- _What is expected_: Copy each line of the records below verbatim, without altering any character.
--- start Data extract ---
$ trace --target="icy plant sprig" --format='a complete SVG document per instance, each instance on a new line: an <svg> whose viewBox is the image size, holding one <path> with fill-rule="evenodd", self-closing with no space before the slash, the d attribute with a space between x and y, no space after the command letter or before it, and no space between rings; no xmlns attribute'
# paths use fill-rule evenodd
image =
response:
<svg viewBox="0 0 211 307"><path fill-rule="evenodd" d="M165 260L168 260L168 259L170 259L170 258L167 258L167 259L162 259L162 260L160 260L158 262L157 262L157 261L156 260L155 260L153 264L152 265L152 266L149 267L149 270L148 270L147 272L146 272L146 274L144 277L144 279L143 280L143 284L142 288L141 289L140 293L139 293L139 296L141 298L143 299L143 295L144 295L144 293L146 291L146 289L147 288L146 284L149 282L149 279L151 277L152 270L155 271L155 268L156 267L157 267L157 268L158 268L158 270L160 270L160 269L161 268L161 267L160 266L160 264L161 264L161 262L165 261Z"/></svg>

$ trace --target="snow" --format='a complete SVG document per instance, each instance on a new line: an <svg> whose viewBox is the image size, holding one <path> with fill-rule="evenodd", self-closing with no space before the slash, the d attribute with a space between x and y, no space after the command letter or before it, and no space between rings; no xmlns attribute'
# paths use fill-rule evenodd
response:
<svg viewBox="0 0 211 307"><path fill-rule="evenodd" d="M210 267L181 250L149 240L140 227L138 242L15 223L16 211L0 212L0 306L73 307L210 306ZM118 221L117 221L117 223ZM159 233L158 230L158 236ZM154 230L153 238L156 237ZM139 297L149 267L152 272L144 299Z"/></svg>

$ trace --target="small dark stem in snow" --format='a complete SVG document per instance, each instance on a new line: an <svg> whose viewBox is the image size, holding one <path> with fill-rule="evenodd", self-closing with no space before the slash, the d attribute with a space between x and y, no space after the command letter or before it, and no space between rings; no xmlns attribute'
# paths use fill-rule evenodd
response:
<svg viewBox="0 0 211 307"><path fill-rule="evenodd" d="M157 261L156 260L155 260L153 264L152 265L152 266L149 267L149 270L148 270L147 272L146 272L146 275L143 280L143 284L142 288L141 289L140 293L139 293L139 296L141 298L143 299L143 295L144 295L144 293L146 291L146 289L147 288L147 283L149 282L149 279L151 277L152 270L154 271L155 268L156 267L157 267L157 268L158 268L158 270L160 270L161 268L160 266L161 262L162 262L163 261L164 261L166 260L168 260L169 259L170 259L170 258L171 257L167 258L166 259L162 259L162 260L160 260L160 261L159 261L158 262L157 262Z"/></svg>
--- end Data extract ---
- _Answer in full_:
$ trace --target="icy plant sprig" --format='a complete SVG document per instance, each instance on a new line: an <svg> whose viewBox is the image size, holding one <path> with fill-rule="evenodd", self-closing with no space before the slash, the d attribute with a space between x and y, no space after the command letter or before it, and no space between rings; no xmlns attribute'
# paths use fill-rule evenodd
image =
response:
<svg viewBox="0 0 211 307"><path fill-rule="evenodd" d="M165 260L168 260L168 259L170 259L170 258L167 258L167 259L162 259L162 260L160 260L158 262L157 262L157 261L156 260L155 260L153 264L152 265L152 266L149 267L149 270L148 270L147 272L146 272L146 274L144 277L144 279L143 280L143 284L142 288L141 289L140 293L139 293L139 296L141 298L143 299L143 295L144 295L144 293L146 291L146 289L147 288L146 284L149 282L149 279L151 277L152 270L155 271L155 268L156 267L157 267L157 268L158 268L158 270L160 270L160 269L161 268L161 267L160 266L160 264L161 264L161 262L165 261Z"/></svg>

$ trace --target="snow" --format='a complete SVG document per instance, each instance on a new line: an <svg> whose viewBox is the image size, holding one <path> with fill-rule="evenodd", self-closing with no space before the slash, the d attribute with a space between x and y, no space after the command letter or before it, and no space between rings; no xmlns attribute'
# paths use fill-rule evenodd
response:
<svg viewBox="0 0 211 307"><path fill-rule="evenodd" d="M210 267L181 250L149 240L140 227L138 242L15 223L16 211L0 212L0 306L73 307L210 306ZM118 221L117 221L117 223ZM159 233L158 230L158 236ZM154 230L153 238L156 237ZM139 297L149 267L152 272L144 299Z"/></svg>

$ trace --target="small dark stem in snow" --format='a complete SVG document per instance, each instance on a new line: an <svg> whose viewBox is the image size, holding one <path> with fill-rule="evenodd", self-closing with no space before the slash, the d attribute with a space between x and y, no space after the command letter or before it, and no space between rings; no xmlns attribute'
# paths use fill-rule evenodd
response:
<svg viewBox="0 0 211 307"><path fill-rule="evenodd" d="M157 261L156 260L155 260L153 264L152 265L152 266L149 267L149 270L148 270L147 272L146 272L146 275L143 280L143 284L142 288L141 289L140 293L139 293L139 296L141 298L143 299L143 295L144 295L144 293L146 291L146 289L147 288L147 283L149 282L149 279L151 277L152 270L154 271L155 268L156 267L157 267L157 268L158 268L158 270L160 270L161 268L160 266L161 262L162 262L163 261L164 261L166 260L168 260L169 259L170 259L170 258L171 257L167 258L166 259L162 259L162 260L160 260L160 261L159 261L158 262L157 262Z"/></svg>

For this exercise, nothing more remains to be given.